Assignment: Take every entry below and copy it out word for word.

(Stored dataset items)
■ ■ ■ ■ ■

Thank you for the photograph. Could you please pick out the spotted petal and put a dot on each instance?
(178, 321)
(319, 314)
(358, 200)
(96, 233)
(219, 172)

■ ■ ■ ■ ■

Solution:
Thank you for the photograph. Could you please pick out the spotted petal and put a dot on each instance?
(178, 321)
(319, 314)
(358, 200)
(96, 233)
(219, 172)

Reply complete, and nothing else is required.